TAREA A: Explique, en una a tres oraciones, por qué el texto sobre la pandemia de COVID-19 considera justificadas las medidas de contención adoptadas en todo el planeta.
TAREA B: Prosiga la redacción del texto sobre la pandemia de COVID-19 a partir de su última oración.

TEXTO PROPORCIONADO:
◇ ◇ ◇
Esta primavera, a lo largo y ancho del planeta y en ausencia de una vacuna concreta contra el patógeno COVID-19, se han implementado de manera progresiva, draconianas medidas de aislamiento social –con una mayor cantidad de restricciones en unos países más que otros–. Las medidas de contención diseñadas en todo el planeta para la prevención del contagio en masa, producto de la transmisibilidad comunitaria, no son para menos. Es un enemigo invisible al que se enfrenta la humanidad, apenas se conocen sus mecanismos de secuenciación genética, las posibilidades de mutación del patógeno, así como las formas de afección hacia los seres humanos.
En el contexto de esta pandemia, el filósofo colombiano Jaime Santamaría asegura que “estamos frente a una situación que va más rápido que cualquier posibilidad de acción y reflexión”. Agrega el pensador que “este hecho adverso no nos debe llevar a la parálisis nerviosa o a la inhibición paranoica del pensamiento”.
◇ ◇ ◇
(Entradas de datos almacenadas)
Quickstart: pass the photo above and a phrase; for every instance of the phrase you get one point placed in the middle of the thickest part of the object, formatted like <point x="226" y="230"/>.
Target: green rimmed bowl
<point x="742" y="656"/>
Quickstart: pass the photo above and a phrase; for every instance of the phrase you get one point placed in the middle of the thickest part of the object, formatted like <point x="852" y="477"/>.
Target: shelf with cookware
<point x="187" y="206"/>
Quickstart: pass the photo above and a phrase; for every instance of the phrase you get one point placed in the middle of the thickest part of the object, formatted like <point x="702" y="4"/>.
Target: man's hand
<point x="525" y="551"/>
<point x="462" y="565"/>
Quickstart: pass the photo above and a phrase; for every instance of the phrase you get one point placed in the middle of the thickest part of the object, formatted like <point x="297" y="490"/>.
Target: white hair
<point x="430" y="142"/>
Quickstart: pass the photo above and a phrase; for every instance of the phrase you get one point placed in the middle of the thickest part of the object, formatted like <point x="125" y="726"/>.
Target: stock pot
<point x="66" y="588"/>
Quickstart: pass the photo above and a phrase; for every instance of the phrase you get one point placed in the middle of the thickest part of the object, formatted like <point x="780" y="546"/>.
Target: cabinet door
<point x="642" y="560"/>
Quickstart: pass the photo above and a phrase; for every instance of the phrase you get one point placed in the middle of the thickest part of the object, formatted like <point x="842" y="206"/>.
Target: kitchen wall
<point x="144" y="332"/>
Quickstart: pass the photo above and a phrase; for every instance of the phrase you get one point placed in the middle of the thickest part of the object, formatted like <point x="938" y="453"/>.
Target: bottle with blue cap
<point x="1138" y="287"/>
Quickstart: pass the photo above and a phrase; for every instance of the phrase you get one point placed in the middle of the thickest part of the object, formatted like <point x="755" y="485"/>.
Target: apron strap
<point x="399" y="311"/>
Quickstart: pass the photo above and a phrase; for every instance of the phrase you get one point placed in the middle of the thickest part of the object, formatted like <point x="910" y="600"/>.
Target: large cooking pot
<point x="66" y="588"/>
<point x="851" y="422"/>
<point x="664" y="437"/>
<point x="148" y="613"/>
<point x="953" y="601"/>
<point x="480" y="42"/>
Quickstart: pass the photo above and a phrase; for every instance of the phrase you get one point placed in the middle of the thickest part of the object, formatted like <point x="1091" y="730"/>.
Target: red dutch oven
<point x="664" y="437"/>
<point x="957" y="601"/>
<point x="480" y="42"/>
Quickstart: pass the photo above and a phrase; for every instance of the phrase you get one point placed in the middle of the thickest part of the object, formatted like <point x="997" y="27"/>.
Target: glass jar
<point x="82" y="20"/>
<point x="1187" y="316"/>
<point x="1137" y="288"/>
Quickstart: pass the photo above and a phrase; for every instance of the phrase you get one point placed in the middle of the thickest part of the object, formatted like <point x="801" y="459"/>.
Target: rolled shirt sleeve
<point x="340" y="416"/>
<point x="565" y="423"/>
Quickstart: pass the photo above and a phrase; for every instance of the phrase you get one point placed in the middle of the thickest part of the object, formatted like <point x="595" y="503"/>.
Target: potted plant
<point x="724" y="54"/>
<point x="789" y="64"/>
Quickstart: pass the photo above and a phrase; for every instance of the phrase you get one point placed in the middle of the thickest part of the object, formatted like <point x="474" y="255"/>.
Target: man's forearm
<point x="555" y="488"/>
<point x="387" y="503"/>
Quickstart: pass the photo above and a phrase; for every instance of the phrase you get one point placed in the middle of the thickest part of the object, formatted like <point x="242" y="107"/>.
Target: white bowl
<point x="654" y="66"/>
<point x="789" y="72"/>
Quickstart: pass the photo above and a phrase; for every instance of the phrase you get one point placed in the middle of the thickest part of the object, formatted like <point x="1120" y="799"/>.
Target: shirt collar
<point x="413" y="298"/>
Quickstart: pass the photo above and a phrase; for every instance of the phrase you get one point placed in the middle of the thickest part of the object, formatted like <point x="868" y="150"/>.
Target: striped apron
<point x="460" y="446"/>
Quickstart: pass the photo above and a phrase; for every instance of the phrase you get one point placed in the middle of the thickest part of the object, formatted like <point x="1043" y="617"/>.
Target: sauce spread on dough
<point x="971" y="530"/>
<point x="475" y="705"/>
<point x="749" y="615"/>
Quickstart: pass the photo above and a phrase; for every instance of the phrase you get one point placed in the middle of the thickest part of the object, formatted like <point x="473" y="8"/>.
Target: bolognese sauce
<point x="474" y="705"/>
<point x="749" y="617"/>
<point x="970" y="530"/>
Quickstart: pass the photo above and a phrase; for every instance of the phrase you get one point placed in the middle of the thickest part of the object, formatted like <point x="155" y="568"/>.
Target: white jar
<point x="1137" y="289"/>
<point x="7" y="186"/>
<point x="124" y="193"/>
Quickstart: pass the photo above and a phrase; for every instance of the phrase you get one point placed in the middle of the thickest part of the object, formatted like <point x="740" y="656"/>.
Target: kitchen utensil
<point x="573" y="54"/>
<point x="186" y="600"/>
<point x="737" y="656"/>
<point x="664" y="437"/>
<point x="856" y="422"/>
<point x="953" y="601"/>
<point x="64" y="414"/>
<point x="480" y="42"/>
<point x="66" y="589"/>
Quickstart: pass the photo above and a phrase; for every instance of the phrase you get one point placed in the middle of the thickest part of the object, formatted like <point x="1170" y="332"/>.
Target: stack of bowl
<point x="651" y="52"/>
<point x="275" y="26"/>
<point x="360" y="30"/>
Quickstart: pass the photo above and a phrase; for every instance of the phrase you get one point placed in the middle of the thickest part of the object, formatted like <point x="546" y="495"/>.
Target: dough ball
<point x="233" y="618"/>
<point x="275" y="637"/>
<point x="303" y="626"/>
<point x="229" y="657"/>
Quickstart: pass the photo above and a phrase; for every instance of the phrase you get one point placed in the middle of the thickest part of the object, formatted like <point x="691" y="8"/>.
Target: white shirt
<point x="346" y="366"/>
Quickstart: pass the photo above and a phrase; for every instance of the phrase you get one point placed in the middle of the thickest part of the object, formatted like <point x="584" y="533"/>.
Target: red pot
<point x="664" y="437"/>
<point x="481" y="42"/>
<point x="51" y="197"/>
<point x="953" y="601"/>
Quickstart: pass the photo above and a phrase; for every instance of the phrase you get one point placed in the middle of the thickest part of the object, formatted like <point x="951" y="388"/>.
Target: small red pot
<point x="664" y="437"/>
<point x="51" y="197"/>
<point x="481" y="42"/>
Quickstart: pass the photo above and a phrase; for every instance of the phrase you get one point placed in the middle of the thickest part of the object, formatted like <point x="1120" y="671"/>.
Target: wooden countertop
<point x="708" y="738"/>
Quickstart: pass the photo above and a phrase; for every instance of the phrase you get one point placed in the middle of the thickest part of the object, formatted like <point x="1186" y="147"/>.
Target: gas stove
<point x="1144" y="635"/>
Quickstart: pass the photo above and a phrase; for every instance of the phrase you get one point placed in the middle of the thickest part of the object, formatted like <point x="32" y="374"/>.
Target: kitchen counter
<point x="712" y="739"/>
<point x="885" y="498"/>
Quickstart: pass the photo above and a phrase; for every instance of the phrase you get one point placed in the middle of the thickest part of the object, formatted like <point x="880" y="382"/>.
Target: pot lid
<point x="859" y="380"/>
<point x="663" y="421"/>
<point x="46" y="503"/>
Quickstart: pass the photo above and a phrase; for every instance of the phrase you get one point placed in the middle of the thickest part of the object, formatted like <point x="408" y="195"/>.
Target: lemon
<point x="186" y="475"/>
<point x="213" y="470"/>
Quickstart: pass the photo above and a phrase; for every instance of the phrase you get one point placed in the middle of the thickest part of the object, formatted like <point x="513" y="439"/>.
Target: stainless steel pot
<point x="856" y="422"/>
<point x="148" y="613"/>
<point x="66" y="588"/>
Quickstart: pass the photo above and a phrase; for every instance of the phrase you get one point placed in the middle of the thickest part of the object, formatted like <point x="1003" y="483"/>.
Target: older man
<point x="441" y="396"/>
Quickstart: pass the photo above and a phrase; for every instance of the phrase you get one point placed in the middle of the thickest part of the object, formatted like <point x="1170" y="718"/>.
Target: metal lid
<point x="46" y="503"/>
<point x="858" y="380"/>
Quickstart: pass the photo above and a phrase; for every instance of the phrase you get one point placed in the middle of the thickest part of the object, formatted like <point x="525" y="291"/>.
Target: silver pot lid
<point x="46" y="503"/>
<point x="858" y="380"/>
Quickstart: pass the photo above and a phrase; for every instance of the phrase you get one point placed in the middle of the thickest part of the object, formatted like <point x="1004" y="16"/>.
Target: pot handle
◇ ◇ ◇
RESPUESTA A: Porque la humanidad se enfrenta a un enemigo invisible del que apenas se conocen los mecanismos de secuenciación genética, las posibilidades de mutación y las formas de afección hacia los seres humanos. A ello se suma la ausencia de una vacuna concreta contra el patógeno. Las medidas buscan, además, prevenir el contagio en masa derivado de la transmisibilidad comunitaria.

RESPUESTA B:
Es interesante resaltar que pese a los grandes avances en materia biotecnológica, los trabajadores de la ciencia realizan un enorme esfuerzo por comprender los volátiles mecanismos inherentes a la evolución (en el tiempo y el espacio) de patógenos como lo es el SARS-CoV-2 –el cual ha propiciado respuestas desde los todos los espacios en donde exista la interacción humana– a fin de contener la masificación del mismo.
Aunque en esta lucha sobrevengan concepciones latentes en torno al miedo, la insolidaridad y el hambre, aspectos que a la larga se convierten, quiérase o no, en detonantes de la confrontación; lo mejor que podemos hacer es tratar de gestionar las ansiedades disruptivas desde una institucionalidad resguardada por el cuerpo jurídico y armamentístico, y la búsqueda de la supervivencia desde el ciudadano común.
Me parece, no obstante, que no es tanto la verticalidad de medidas como éstas que se gestionan desde instituciones de poder político, las que tendrán un efecto en sí mismo contra esta adversidad sanitaria; se necesita promover la concientización cívica a fin de lograr la adhesión ciudadana a reacciones universales contra estos fenómenos inesperados que afectan el goce de garantías en materia de derechos humanos, –con lecturas geo-culturales distintas de acuerdo al país– vigentes en las distintas constituciones políticas.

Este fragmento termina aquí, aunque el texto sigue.